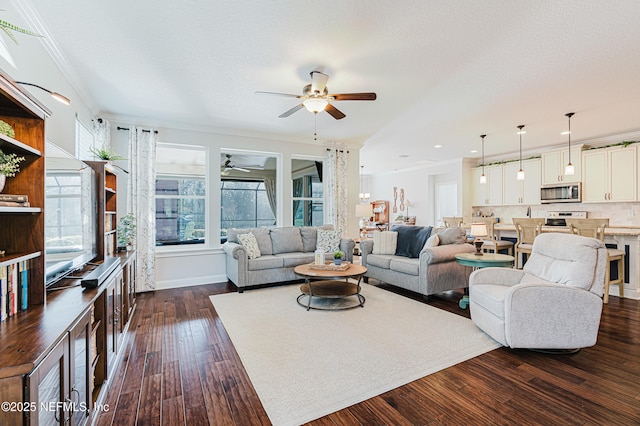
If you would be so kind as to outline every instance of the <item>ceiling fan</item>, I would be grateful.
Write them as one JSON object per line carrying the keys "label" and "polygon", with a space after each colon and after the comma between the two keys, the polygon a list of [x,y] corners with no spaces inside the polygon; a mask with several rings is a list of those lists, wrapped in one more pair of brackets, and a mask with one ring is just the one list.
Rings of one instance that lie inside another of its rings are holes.
{"label": "ceiling fan", "polygon": [[293,114],[294,112],[301,110],[302,108],[306,108],[307,110],[313,112],[314,114],[319,113],[320,111],[327,111],[329,115],[331,115],[336,120],[340,120],[346,115],[331,105],[330,101],[375,101],[376,94],[375,92],[366,92],[366,93],[334,93],[329,94],[329,89],[327,89],[327,80],[329,76],[321,73],[320,71],[311,71],[311,84],[307,84],[302,88],[302,95],[291,95],[288,93],[277,93],[277,92],[261,92],[258,91],[256,93],[263,93],[267,95],[277,95],[277,96],[288,96],[291,98],[304,99],[301,104],[294,106],[288,111],[283,112],[279,115],[280,118],[286,118]]}

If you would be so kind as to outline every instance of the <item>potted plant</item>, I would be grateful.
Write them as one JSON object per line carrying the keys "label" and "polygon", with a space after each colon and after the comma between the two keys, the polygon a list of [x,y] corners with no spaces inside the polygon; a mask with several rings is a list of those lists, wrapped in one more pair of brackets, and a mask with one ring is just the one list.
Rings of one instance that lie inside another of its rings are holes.
{"label": "potted plant", "polygon": [[112,151],[111,148],[105,148],[104,146],[102,148],[91,147],[89,152],[105,161],[126,160],[123,156]]}
{"label": "potted plant", "polygon": [[8,177],[14,177],[20,171],[20,162],[24,157],[16,154],[5,154],[0,149],[0,192],[4,189],[4,184]]}
{"label": "potted plant", "polygon": [[120,218],[118,222],[118,250],[131,250],[136,238],[136,217],[133,213]]}

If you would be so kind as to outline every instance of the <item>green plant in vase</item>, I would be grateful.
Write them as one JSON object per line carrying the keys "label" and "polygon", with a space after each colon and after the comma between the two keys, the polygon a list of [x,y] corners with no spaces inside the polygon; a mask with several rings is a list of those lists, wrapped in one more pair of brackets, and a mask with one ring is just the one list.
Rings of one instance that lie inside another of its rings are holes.
{"label": "green plant in vase", "polygon": [[131,248],[136,238],[136,217],[129,213],[118,222],[118,249]]}
{"label": "green plant in vase", "polygon": [[4,184],[8,177],[15,177],[20,171],[20,162],[24,161],[24,157],[16,154],[5,154],[0,149],[0,192],[4,189]]}
{"label": "green plant in vase", "polygon": [[89,152],[95,155],[97,158],[105,161],[117,161],[117,160],[126,160],[122,155],[117,154],[115,151],[112,151],[111,148],[89,148]]}

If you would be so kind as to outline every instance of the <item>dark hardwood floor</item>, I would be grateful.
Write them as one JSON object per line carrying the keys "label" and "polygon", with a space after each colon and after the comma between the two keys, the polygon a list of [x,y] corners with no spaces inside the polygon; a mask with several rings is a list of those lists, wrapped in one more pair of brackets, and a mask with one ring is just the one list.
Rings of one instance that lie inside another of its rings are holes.
{"label": "dark hardwood floor", "polygon": [[[96,423],[270,424],[209,302],[234,290],[222,283],[140,294],[109,410]],[[461,294],[427,303],[469,317]],[[639,347],[640,302],[611,297],[594,347],[573,355],[500,348],[310,424],[640,425]]]}

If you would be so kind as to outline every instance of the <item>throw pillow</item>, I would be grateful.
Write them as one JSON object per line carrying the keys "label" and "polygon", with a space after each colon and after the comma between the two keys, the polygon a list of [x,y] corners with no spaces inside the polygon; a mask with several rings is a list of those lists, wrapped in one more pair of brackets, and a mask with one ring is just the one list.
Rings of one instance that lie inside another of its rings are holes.
{"label": "throw pillow", "polygon": [[416,258],[431,235],[430,226],[393,225],[392,231],[398,233],[396,255]]}
{"label": "throw pillow", "polygon": [[429,237],[427,242],[424,243],[425,247],[437,247],[439,245],[440,245],[440,238],[438,237],[438,234],[433,234],[432,236]]}
{"label": "throw pillow", "polygon": [[395,254],[397,244],[397,232],[373,231],[373,254]]}
{"label": "throw pillow", "polygon": [[338,250],[340,248],[340,232],[318,229],[316,248],[321,248],[326,253]]}
{"label": "throw pillow", "polygon": [[260,257],[258,240],[256,240],[256,236],[253,235],[253,233],[248,232],[246,234],[239,234],[238,240],[240,240],[240,244],[242,244],[242,247],[247,249],[247,256],[249,257],[249,259],[256,259]]}
{"label": "throw pillow", "polygon": [[301,226],[302,247],[305,252],[312,252],[316,249],[318,240],[318,229],[333,231],[333,225]]}

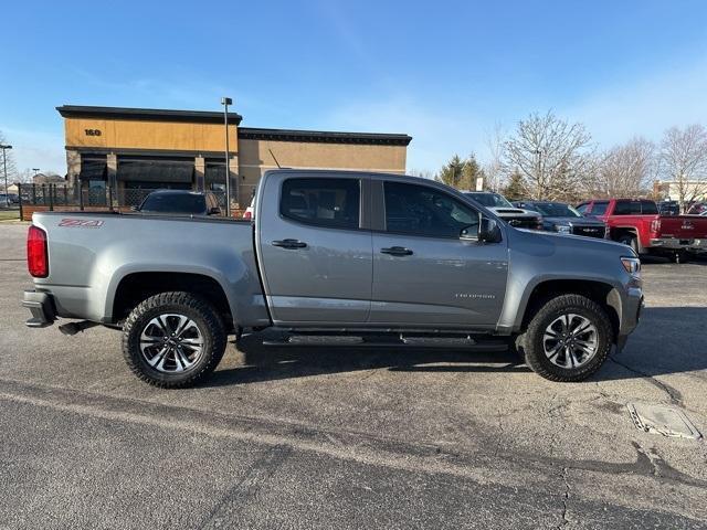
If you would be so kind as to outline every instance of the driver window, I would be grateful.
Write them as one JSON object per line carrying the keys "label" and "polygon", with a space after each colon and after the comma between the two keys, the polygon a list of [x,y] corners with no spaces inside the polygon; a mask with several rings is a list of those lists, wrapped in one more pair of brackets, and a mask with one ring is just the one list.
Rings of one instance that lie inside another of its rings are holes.
{"label": "driver window", "polygon": [[426,186],[384,182],[386,230],[398,234],[458,239],[462,229],[478,235],[472,206]]}

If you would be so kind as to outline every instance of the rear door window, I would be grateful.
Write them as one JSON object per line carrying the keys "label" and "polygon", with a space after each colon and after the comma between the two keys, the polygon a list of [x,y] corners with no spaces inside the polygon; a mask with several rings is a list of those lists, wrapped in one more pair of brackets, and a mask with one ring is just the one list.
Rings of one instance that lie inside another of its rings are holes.
{"label": "rear door window", "polygon": [[306,224],[358,229],[360,189],[356,179],[287,179],[279,213]]}
{"label": "rear door window", "polygon": [[658,213],[658,206],[653,201],[641,201],[641,213],[644,215],[653,215]]}
{"label": "rear door window", "polygon": [[592,215],[603,215],[606,213],[606,208],[609,206],[609,201],[597,201],[592,203]]}
{"label": "rear door window", "polygon": [[640,201],[616,201],[614,215],[641,215]]}

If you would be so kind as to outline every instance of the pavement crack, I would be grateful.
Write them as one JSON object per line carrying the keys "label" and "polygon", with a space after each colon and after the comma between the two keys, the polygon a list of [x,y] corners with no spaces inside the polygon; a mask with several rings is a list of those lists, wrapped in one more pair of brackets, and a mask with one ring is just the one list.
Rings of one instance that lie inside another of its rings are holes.
{"label": "pavement crack", "polygon": [[569,473],[568,467],[562,468],[562,483],[564,484],[564,494],[562,496],[562,521],[558,524],[557,528],[563,528],[570,523],[570,520],[567,518],[567,505],[570,500],[570,483],[567,479],[567,475]]}
{"label": "pavement crack", "polygon": [[677,405],[679,407],[684,407],[683,406],[683,394],[680,394],[680,392],[675,389],[674,386],[671,386],[667,383],[664,383],[663,381],[656,379],[654,375],[651,375],[650,373],[646,373],[642,370],[639,370],[637,368],[633,368],[630,367],[629,364],[618,361],[613,356],[609,356],[609,360],[611,360],[613,363],[619,364],[620,367],[629,370],[632,373],[635,373],[636,375],[641,375],[643,379],[645,379],[646,381],[648,381],[653,386],[662,390],[663,392],[665,392],[667,394],[667,396],[671,399],[671,403],[674,405]]}

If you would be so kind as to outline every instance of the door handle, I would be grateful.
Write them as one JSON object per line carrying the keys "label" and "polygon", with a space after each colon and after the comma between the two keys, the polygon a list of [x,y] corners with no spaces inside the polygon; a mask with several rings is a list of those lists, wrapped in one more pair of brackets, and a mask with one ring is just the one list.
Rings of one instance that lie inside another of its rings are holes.
{"label": "door handle", "polygon": [[410,248],[405,248],[404,246],[391,246],[388,248],[381,248],[381,254],[390,254],[391,256],[410,256],[412,255],[412,251]]}
{"label": "door handle", "polygon": [[307,244],[299,240],[281,240],[273,241],[273,246],[279,246],[282,248],[304,248]]}

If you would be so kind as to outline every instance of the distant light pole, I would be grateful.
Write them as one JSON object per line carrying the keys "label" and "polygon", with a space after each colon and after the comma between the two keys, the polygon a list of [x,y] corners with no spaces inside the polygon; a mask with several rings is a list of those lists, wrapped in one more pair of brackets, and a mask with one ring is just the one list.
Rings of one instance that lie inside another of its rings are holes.
{"label": "distant light pole", "polygon": [[233,99],[222,97],[223,125],[225,127],[225,216],[231,216],[231,162],[229,160],[229,105],[233,105]]}
{"label": "distant light pole", "polygon": [[538,181],[538,187],[540,188],[540,194],[542,197],[538,197],[538,199],[545,199],[545,181],[540,178],[540,172],[542,171],[542,149],[536,149],[535,152],[538,156],[538,167],[536,169],[535,178]]}
{"label": "distant light pole", "polygon": [[0,145],[2,149],[2,167],[4,169],[4,205],[10,208],[10,195],[8,194],[8,149],[12,149],[12,146]]}

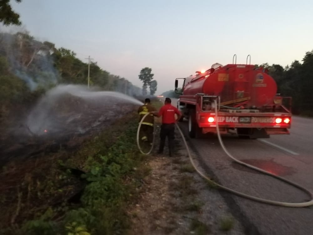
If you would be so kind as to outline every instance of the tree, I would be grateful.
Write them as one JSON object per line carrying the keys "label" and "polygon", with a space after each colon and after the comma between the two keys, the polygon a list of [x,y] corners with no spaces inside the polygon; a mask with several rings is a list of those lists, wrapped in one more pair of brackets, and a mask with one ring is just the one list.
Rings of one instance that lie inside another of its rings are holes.
{"label": "tree", "polygon": [[[21,0],[15,1],[19,3]],[[2,22],[5,25],[20,25],[22,23],[19,20],[19,15],[12,10],[9,2],[10,0],[0,1],[0,22]]]}
{"label": "tree", "polygon": [[148,85],[153,79],[153,75],[154,75],[151,73],[152,70],[150,68],[146,67],[141,70],[140,73],[139,75],[139,79],[142,81],[143,85],[142,85],[142,94],[146,95],[147,94],[147,87]]}
{"label": "tree", "polygon": [[149,83],[150,87],[150,94],[153,95],[156,91],[157,86],[157,82],[155,80],[153,80],[150,82]]}

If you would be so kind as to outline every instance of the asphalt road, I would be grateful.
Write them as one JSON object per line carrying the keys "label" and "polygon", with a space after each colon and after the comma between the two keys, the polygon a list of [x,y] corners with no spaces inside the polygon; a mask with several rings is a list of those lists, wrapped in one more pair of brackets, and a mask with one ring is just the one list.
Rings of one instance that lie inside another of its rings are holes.
{"label": "asphalt road", "polygon": [[[172,99],[176,105],[176,100]],[[187,135],[187,123],[180,124]],[[313,191],[313,119],[292,119],[290,135],[269,139],[239,138],[223,135],[228,151],[249,164],[296,182]],[[217,137],[193,139],[188,142],[203,168],[222,185],[262,198],[290,202],[307,201],[302,191],[270,176],[232,161],[223,152]],[[240,217],[247,233],[313,234],[313,206],[292,208],[261,203],[221,192],[228,198],[233,215]]]}

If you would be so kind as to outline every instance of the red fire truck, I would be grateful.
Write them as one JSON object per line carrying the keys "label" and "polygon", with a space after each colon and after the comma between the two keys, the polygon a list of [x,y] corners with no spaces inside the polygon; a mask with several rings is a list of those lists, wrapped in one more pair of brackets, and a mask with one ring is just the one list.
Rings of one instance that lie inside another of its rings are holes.
{"label": "red fire truck", "polygon": [[[248,64],[217,63],[195,76],[177,78],[175,91],[180,94],[177,108],[188,120],[189,136],[199,138],[217,133],[237,133],[240,137],[269,138],[270,135],[289,134],[291,97],[277,94],[275,81],[268,70]],[[235,60],[234,63],[234,59]],[[181,90],[178,80],[182,79]],[[215,103],[217,110],[215,114]]]}

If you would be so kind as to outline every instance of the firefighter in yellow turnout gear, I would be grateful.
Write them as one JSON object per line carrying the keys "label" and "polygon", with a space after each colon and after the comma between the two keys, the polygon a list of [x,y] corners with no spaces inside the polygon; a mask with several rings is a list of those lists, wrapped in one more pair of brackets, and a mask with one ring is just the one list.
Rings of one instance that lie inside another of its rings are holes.
{"label": "firefighter in yellow turnout gear", "polygon": [[[139,122],[147,113],[150,112],[156,111],[156,110],[150,104],[150,99],[147,98],[145,100],[145,104],[138,108],[138,113],[140,117]],[[148,115],[142,121],[139,131],[139,138],[141,141],[148,142],[152,144],[153,141],[153,125],[154,118],[153,114]]]}

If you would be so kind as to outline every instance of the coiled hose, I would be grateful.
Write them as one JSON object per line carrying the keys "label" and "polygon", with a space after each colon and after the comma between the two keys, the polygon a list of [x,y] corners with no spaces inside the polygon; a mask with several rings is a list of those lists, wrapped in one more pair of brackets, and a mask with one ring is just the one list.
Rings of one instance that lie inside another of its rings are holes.
{"label": "coiled hose", "polygon": [[[218,115],[217,115],[217,105],[216,102],[216,100],[215,100],[214,101],[214,102],[215,103],[215,120],[218,120]],[[138,145],[138,147],[139,148],[139,150],[141,152],[144,154],[149,154],[152,151],[153,147],[153,144],[151,146],[151,149],[150,151],[149,151],[148,153],[143,153],[141,150],[140,146],[139,144],[139,132],[140,128],[140,127],[141,126],[141,123],[142,123],[143,120],[149,114],[147,114],[145,115],[141,119],[140,123],[139,123],[139,125],[138,126],[138,129],[137,131],[137,144]],[[259,202],[261,202],[264,203],[265,203],[266,204],[269,204],[269,205],[274,205],[275,206],[285,206],[287,207],[305,207],[306,206],[310,206],[313,205],[313,194],[312,193],[309,191],[307,189],[306,189],[305,188],[300,186],[298,184],[296,184],[295,183],[294,183],[290,180],[289,180],[287,179],[283,178],[282,177],[281,177],[280,176],[278,176],[277,175],[273,175],[269,172],[268,172],[265,170],[262,170],[262,169],[260,169],[260,168],[258,168],[258,167],[256,167],[253,166],[251,165],[249,165],[248,164],[247,164],[243,162],[242,162],[240,161],[235,158],[233,157],[232,155],[229,153],[227,151],[225,146],[224,145],[224,144],[223,143],[223,141],[222,140],[222,138],[221,137],[221,135],[219,133],[219,129],[218,128],[218,124],[217,122],[216,122],[216,131],[217,133],[218,137],[218,140],[219,142],[219,143],[222,146],[223,150],[225,152],[227,155],[230,158],[232,159],[234,161],[238,163],[243,165],[244,166],[246,166],[247,167],[249,167],[249,168],[253,169],[254,170],[255,170],[259,171],[264,173],[264,174],[266,174],[268,175],[269,175],[277,179],[280,180],[284,182],[285,182],[291,185],[294,186],[296,188],[297,188],[298,189],[301,190],[305,192],[308,194],[310,197],[311,197],[311,200],[309,201],[306,202],[299,202],[299,203],[291,203],[291,202],[284,202],[281,201],[274,201],[271,200],[268,200],[267,199],[264,199],[263,198],[261,198],[259,197],[255,197],[253,196],[251,196],[251,195],[246,194],[244,193],[243,193],[240,192],[238,192],[238,191],[234,190],[231,189],[227,187],[223,186],[222,185],[218,184],[215,182],[214,182],[212,180],[211,180],[206,175],[204,174],[200,170],[198,170],[195,164],[195,163],[193,161],[193,160],[192,159],[192,158],[191,157],[191,154],[190,153],[190,151],[189,150],[189,148],[188,147],[188,144],[187,144],[187,143],[186,142],[186,140],[184,136],[184,134],[182,133],[182,130],[181,130],[180,128],[178,126],[178,125],[177,124],[177,123],[176,123],[176,125],[177,128],[177,129],[178,129],[181,135],[182,136],[182,138],[184,142],[184,143],[185,144],[185,146],[186,148],[186,149],[187,150],[187,153],[188,154],[188,156],[189,157],[189,160],[190,160],[190,162],[191,164],[192,165],[192,166],[194,168],[195,170],[198,172],[198,173],[202,177],[205,179],[206,180],[208,180],[209,183],[210,183],[212,184],[213,185],[215,186],[216,186],[218,188],[219,188],[222,189],[223,189],[225,191],[230,192],[234,194],[235,195],[237,195],[238,196],[244,197],[244,198],[247,198],[253,201],[258,201]],[[154,135],[153,135],[153,143],[154,142]]]}

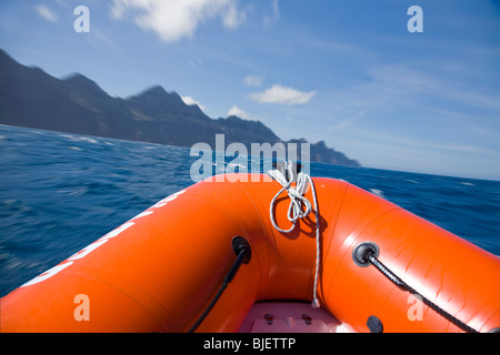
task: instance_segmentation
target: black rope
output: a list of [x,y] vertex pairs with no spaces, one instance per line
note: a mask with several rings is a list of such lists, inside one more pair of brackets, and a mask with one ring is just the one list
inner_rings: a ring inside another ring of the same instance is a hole
[[207,306],[207,308],[203,311],[203,313],[200,315],[200,317],[194,322],[194,324],[189,328],[188,333],[194,333],[194,331],[200,326],[200,324],[204,321],[204,318],[209,315],[210,311],[212,311],[216,303],[219,301],[220,296],[222,296],[223,292],[228,287],[228,285],[231,283],[231,281],[234,278],[236,274],[240,270],[241,264],[243,264],[246,258],[250,255],[250,247],[247,245],[241,245],[238,251],[238,257],[234,261],[234,264],[232,264],[231,268],[229,270],[228,274],[224,277],[224,281],[222,282],[222,285],[220,286],[217,294],[213,296],[210,304]]
[[368,262],[370,262],[377,270],[379,270],[386,277],[388,277],[392,283],[398,285],[398,287],[408,291],[409,293],[417,295],[427,306],[429,306],[432,311],[437,312],[439,315],[448,320],[449,322],[453,323],[461,329],[468,332],[468,333],[479,333],[474,328],[471,328],[462,321],[458,320],[457,317],[452,316],[448,312],[446,312],[443,308],[439,307],[424,296],[422,296],[419,292],[417,292],[414,288],[409,286],[406,282],[403,282],[401,278],[399,278],[393,272],[391,272],[386,265],[383,265],[374,255],[372,252],[368,252],[364,256]]

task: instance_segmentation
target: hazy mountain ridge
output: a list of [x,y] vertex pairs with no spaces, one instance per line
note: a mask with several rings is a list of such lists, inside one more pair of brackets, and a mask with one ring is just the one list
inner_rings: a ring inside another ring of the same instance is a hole
[[[213,120],[160,85],[127,99],[113,98],[82,74],[57,79],[1,50],[0,123],[188,148],[204,142],[214,149],[216,134],[221,133],[226,144],[240,142],[249,151],[251,143],[288,143],[260,121]],[[307,141],[289,142],[300,148]],[[322,141],[311,144],[311,161],[360,166]]]

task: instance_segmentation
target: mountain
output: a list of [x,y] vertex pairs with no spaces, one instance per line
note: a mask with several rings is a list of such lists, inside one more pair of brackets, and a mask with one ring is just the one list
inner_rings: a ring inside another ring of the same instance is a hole
[[[226,144],[240,142],[249,151],[251,143],[283,142],[260,121],[211,119],[159,85],[127,99],[113,98],[82,74],[57,79],[18,63],[2,50],[0,123],[188,148],[198,142],[214,148],[216,134],[221,133]],[[324,142],[311,144],[311,161],[360,166]]]

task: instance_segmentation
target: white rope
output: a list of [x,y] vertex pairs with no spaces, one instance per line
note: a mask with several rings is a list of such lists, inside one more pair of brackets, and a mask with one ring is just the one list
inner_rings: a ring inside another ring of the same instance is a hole
[[[314,203],[314,215],[316,215],[316,271],[314,271],[314,288],[312,290],[312,307],[319,308],[320,303],[318,301],[318,278],[319,278],[319,270],[321,262],[321,244],[320,244],[320,220],[319,220],[319,209],[318,209],[318,197],[316,194],[314,183],[312,182],[311,176],[306,173],[299,172],[297,175],[297,184],[296,187],[292,187],[291,184],[293,182],[294,172],[292,170],[292,163],[286,161],[284,162],[286,170],[288,171],[288,180],[279,170],[270,170],[268,174],[278,181],[281,186],[283,186],[272,199],[269,214],[271,217],[271,223],[274,229],[281,233],[290,233],[296,227],[296,223],[300,219],[306,219],[309,213],[312,212],[311,202],[303,196],[308,191],[308,186],[311,186],[312,200]],[[274,221],[274,204],[276,200],[281,195],[283,191],[287,191],[290,197],[290,206],[288,209],[288,220],[292,223],[292,226],[289,230],[282,230],[278,223]]]

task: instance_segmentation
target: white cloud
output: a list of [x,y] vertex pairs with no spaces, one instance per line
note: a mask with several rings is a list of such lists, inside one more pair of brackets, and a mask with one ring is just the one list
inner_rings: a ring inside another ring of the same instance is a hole
[[258,75],[248,75],[244,78],[243,82],[248,87],[260,87],[262,85],[263,78]]
[[192,105],[196,104],[198,105],[202,111],[204,111],[206,106],[203,106],[201,103],[199,103],[198,101],[196,101],[193,98],[191,97],[181,97],[182,101],[187,104],[187,105]]
[[263,92],[251,93],[248,97],[251,100],[262,103],[296,105],[308,103],[316,95],[316,91],[303,92],[292,88],[276,84]]
[[56,13],[52,12],[48,7],[44,4],[38,4],[34,7],[34,10],[37,10],[38,14],[40,14],[43,19],[50,22],[57,22],[58,17]]
[[113,0],[113,19],[121,20],[129,11],[140,28],[156,32],[166,42],[192,38],[202,22],[216,17],[227,29],[246,20],[237,0]]
[[237,115],[240,119],[248,120],[248,121],[259,121],[260,120],[260,119],[250,116],[250,114],[248,114],[246,111],[241,110],[238,106],[232,106],[231,109],[229,109],[228,116],[230,116],[230,115]]

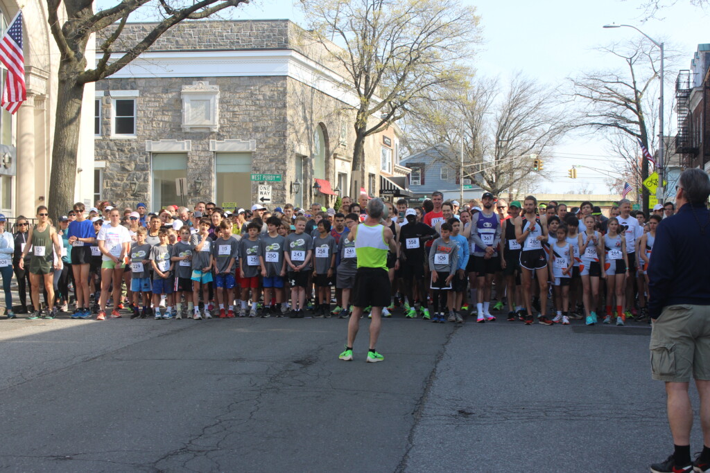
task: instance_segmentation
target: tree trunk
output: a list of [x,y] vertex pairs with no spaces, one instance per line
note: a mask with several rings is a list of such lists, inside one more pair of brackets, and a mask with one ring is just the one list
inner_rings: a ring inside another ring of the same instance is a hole
[[55,222],[74,205],[84,84],[77,83],[77,74],[70,70],[72,67],[72,65],[62,61],[59,68],[52,171],[47,200],[50,217]]

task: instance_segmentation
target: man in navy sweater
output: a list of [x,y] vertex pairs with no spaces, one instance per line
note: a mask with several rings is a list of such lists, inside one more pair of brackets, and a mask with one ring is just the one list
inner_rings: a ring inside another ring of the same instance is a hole
[[[656,230],[648,265],[651,372],[665,382],[668,423],[674,450],[651,465],[655,473],[710,472],[710,178],[699,169],[683,172],[675,215]],[[693,411],[691,378],[700,394],[704,447],[690,460]]]

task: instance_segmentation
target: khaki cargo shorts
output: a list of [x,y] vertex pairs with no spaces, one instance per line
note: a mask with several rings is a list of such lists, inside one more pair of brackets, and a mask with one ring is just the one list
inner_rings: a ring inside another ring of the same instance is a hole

···

TASK DESCRIPTION: Keep only the lines of the records above that contain the string "ceiling", treating uppercase and lowercase as different.

REPLY:
If you would be so kind as to outline every instance of the <item>ceiling fan</item>, I would be grateful.
{"label": "ceiling fan", "polygon": [[293,114],[294,112],[301,110],[302,108],[306,108],[307,110],[313,112],[314,114],[319,113],[320,111],[327,111],[329,115],[331,115],[336,120],[340,120],[346,115],[331,105],[330,101],[375,101],[376,94],[375,92],[366,92],[366,93],[334,93],[329,94],[329,89],[327,89],[327,80],[329,76],[321,73],[320,71],[311,71],[311,84],[307,84],[302,88],[302,95],[291,95],[288,93],[277,93],[277,92],[261,92],[258,91],[256,93],[263,93],[267,95],[277,95],[277,96],[288,96],[291,98],[304,99],[301,104],[294,106],[288,111],[283,112],[279,115],[280,118],[286,118]]}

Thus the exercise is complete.